### Text provided:
::::::::::
Might have felt like a good news/bad news situation. Renowned director Mark Lamos gets to do Shakespeare at the Old Globe. The bad news? It’s “Two Gents.”
The Two Gentlemen of Verona was a popular Elizabethan comedy. It’s not a bad, or badly written, play. Quite the contrary. Well-paced scenes move forward logically. The author handles complications smartly, and the language has occasional flashes. The script demonstrates a practiced hand able to hit the requisite markers. The author knows he’ll pass the Journeyman’s Qualifier — Two Gents reads that way — but must be bored to tears.
Everything’s in its place, if you don’t count that bizarre exchange toward the end. Valentine finally wins his beloved Silvia. Then he offers her to his perjuring ex-friend, Proteus, who just tried to rape her. It’s as if the writer, hobbled by lockstep conventions, decided to up the stakes — and test himself.
In his exam as a Starfleet cadet, James T. Kirk faced a lose-lose situation, the “Kobayashi Maru.” So he changed the terms. He rewrote the question and escaped. The author of Two Gents does the opposite: he devises an impossibly entangled Kobayashi Maru to show he can resolve it.
Valentine makes the offer. Poor Julia, in love with Proteus, sprawls on the floor; stunned Silvia’s set to blast off; Proteus spins giddily; and Valentine seems more eager to forgive a friend than embrace the apple of his eye. Can the playwright unscramble things in, say, five minutes’ stage time?
Depends on the director. Most sweep it aside or edit it out. They hit the happily-ever-after notes and conclude with a dance that absolves everyone. At the Globe, Lamos honors the about-face. For once, the young characters do an adult thing: they pause and reflect, as if weighing alternatives. In the interim, the conventions of comedy return, happy notes plink, and the cast does a formal jig. All ends well. But for one brief, unsettling moment, the tale could have flipped. Remember: Shakespeare also set Romeo and Juliet in “fair Verona.”
Given how he treats that tricky moment, I wish the director had more to work with. This is a dressed-up, eye-appealing show. Designer Linda Cho adds rinses of color, and sometimes glitz, to her richly fabric’d period costumes. In the Renaissance, you were what you wore, even if it meant spending half your fortune to make the point. Mark Pinter’s Duke of Milan, for example: an almost sordid galaxy of golden flecks sparkles on his vest. Proteus and Valentine (Adam Kantor and Hubert Point-Du Jour) wear modest, Veronese red. Decked in a snow-white extravaganza — lined bodice top, flared, floor-length skirt — Silvia (Britney Coleman) looks like a human wedding cake. Even the dog, Crab (Khloe Jezbera, a black Lab, steals scenes by trying to appear interested), sports a white Renaissance ruff.
::::::::::
### Exercise:
Return the passage of the review starting with "Everything’s in its" and going on through "can resolve it.", copied word for word.

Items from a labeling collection
::::::::::
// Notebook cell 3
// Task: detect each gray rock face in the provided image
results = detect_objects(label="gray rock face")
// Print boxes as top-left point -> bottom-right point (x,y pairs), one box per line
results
::::::::::
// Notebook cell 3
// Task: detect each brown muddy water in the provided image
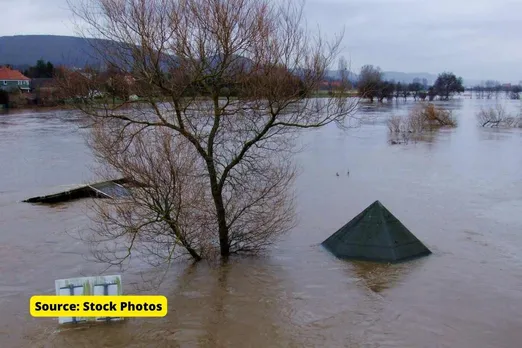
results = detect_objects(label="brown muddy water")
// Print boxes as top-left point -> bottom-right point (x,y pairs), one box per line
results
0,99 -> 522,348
::::::::::
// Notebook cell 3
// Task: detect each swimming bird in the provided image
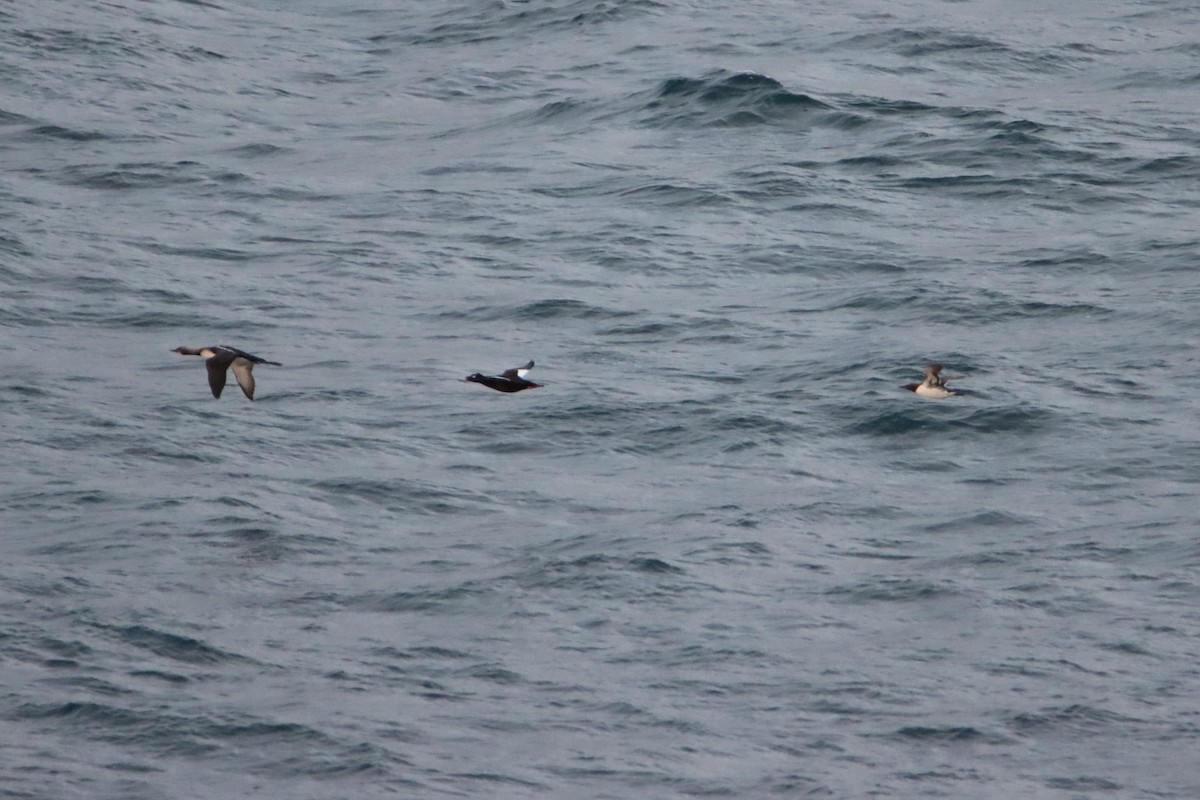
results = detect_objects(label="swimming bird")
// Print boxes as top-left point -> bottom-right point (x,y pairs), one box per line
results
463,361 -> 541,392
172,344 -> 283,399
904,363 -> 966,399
::::::::::
### Output:
Everything’s in its place, if you don’t count that bizarre exchange toward the end. Valentine finally wins his beloved Silvia. Then he offers her to his perjuring ex-friend, Proteus, who just tried to rape her. It’s as if the writer, hobbled by lockstep conventions, decided to up the stakes — and test himself.
In his exam as a Starfleet cadet, James T. Kirk faced a lose-lose situation, the “Kobayashi Maru.” So he changed the terms. He rewrote the question and escaped. The author of Two Gents does the opposite: he devises an impossibly entangled Kobayashi Maru to show he can resolve it.